:: Estratto fornito ::
Gaza, Israele diviso sullo stop Commento di Mirko Molteni
Testata: Libero Data: 01 febbraio 2024 Pagina: 15 Autore: Mirko Molteni Titolo: «Il piano della tregua tenta anche Hamas»
Riprendiamo da LIBERO di oggi, 01/02/2024, a pag. 15 con il titolo "Il piano della tregua tenta anche Hamas" il commento di Mirko Molteni.
A Gaza aumentano le proteste contro Hamas.
La trattativa fra Israele e Hamas per il rilascio degli ostaggi prosegue. In serata NBC News ha riportato indiscrezioni di «un ufficiale israeliano» secondo cui «ci sono forti indicazioni che l’accordo sugli ostaggi progredirà», anche se il governo israeliano ancora non concorda ufficialmente col piano scaturito dal vertice di Parigi fra Israele e gli stati mediatori: USA, Egitto e Qatar. Le bozze sono all’esame del gabinetto di guerra e il premier Benjamin Netanyahu ha ribadito ai parenti degli ostaggi «l’impegno a riportarli a casa».
La proposta emersa dal vertice di Parigi fra il capo della CIA William Burns, il capo del Mossad David Barnea e il capo dei servizi segreti egiziani Abbas Kamel prevederebbe tre fasi. Nella prima fase, rilascio di donne, bambini e anziani israeliani; nella seconda tutti i militari ebraici rapiti; nella terza la restituzione delle salme degli ostaggi morti.

:: Dati mostrati ::

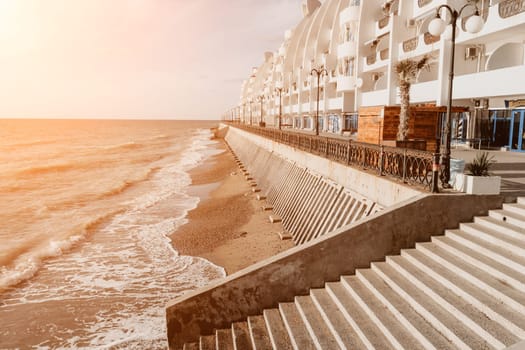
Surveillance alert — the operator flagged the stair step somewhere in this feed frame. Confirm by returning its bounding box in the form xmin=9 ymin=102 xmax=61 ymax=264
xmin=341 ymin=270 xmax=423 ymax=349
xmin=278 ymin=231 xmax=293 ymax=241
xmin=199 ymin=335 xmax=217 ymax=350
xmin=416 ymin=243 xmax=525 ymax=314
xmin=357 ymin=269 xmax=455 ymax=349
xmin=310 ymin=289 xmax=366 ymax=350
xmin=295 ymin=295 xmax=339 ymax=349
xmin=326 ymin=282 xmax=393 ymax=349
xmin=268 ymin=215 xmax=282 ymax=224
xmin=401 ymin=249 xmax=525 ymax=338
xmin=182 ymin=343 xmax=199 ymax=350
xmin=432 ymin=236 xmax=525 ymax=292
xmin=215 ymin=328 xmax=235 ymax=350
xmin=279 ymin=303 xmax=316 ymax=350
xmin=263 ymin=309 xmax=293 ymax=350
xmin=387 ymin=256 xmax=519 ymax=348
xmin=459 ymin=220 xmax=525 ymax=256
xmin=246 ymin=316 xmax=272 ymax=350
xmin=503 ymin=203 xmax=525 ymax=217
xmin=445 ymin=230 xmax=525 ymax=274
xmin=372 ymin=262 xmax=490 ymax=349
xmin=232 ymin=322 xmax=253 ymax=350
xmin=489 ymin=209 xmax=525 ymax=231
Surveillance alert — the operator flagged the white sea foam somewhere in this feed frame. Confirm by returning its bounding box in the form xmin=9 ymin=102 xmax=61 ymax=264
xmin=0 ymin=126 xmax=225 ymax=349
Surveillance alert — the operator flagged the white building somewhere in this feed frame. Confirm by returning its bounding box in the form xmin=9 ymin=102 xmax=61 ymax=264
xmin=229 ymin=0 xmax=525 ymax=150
...
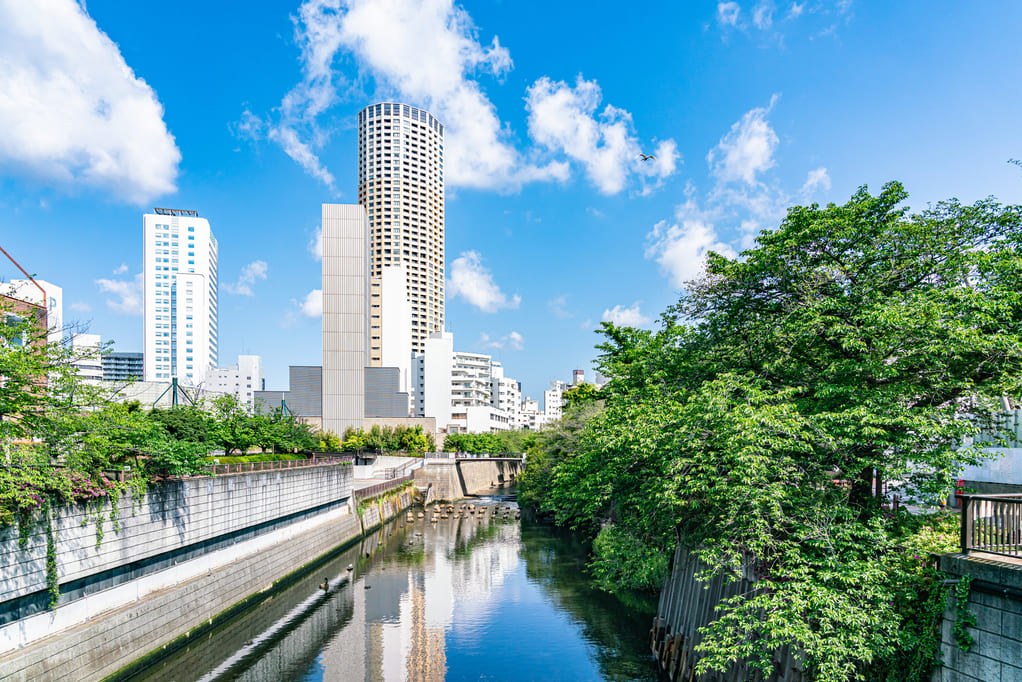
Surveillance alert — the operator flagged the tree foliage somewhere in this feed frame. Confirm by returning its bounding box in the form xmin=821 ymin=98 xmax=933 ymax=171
--
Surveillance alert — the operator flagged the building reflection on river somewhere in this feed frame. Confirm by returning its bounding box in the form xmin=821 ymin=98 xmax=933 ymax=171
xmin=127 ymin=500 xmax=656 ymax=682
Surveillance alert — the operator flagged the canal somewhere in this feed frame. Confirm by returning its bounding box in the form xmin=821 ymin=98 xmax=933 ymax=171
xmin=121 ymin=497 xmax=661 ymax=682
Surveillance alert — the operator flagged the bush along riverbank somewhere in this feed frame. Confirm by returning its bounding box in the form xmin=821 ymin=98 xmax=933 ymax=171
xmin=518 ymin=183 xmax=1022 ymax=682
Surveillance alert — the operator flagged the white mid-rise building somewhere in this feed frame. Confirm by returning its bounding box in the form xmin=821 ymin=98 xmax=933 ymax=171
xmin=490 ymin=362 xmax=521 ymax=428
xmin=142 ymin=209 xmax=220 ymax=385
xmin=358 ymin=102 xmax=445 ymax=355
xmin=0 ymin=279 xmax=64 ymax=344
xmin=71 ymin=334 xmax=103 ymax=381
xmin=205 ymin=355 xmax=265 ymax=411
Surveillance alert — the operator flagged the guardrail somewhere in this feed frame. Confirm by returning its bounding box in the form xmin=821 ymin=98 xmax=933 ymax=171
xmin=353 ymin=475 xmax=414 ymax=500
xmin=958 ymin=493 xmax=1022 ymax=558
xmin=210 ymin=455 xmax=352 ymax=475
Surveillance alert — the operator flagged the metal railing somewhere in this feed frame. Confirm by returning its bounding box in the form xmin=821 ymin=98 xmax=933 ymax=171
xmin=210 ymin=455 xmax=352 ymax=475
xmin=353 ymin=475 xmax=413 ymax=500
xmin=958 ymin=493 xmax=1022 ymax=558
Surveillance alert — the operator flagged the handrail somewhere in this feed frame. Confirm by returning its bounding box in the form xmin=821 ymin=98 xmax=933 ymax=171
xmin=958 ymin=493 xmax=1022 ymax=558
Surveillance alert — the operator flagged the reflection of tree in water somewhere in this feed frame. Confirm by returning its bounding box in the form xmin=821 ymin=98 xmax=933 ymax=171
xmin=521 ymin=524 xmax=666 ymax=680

:: Cosa si chiede ::
• 1. In base all'articolo sulla tregua a Gaza, rispondi alle domande seguenti.
(a) Quali stati fanno da mediatori al vertice di Parigi?
(b) Chi è il capo del Mossad?
(c) Che cosa prevede la terza fase della proposta?
• 2. Prosegui l'articolo sulla tregua a Gaza, riprendendo subito dopo la sua ultima frase.

:: Risposte ::
• 1.
(a) USA, Egitto e Qatar.
(b) David Barnea.
(c) La restituzione delle salme degli ostaggi morti.

• 2.
Secondo il Wahington Post, la durata della tregua sarebbe di 6 settimane, prolungabile, e verrebbero liberati tre detenuti palestinesi per ogni ostaggio ebraico. Il giornale americano ha inoltre ipotizzato che verrebbe chiesto all’esercito israeliano di «ritirarsi dalle città della Striscia di Gaza», compromesso fra opposte posizioni.
Un responsabile di Hamas, Muhammad Nazal, ha ribadito la richiesta a Israele di «ritiro totale da Gaza», ma Netanyahu si oppone: «Non ci ritireremo». Un ritiro parziale dai centri abitati, ma non da tutta la Striscia, potrebbe metter d’accordo entrambi. Il Dipartimento di Stato USA starebbe valutando il riconoscimento americano di uno stato palestinese alla fine della guerra, per accelerare la «soluzione a due stati». Secondo la tivù Kan, Hamas vorrebbe per far rilasciare anche tutti i miliziani delle forze Nukhba catturati il 7 ottobre. Sono le formazioni d’elite del movimento impiegate nelle infiltrazioni che hanno scatenato la guerra. Israele non s’è ancora espressa su tale spinosa condizione. L’oltranzista ministro della Sicurezza nazionale Itamar Ben-Gvir ha minacciato di uscire dal governo se verrà accettato il piano di tregua, ma il capo dell’opposizione Yair Lapid s’è detto pronto a rimpiazzarlo.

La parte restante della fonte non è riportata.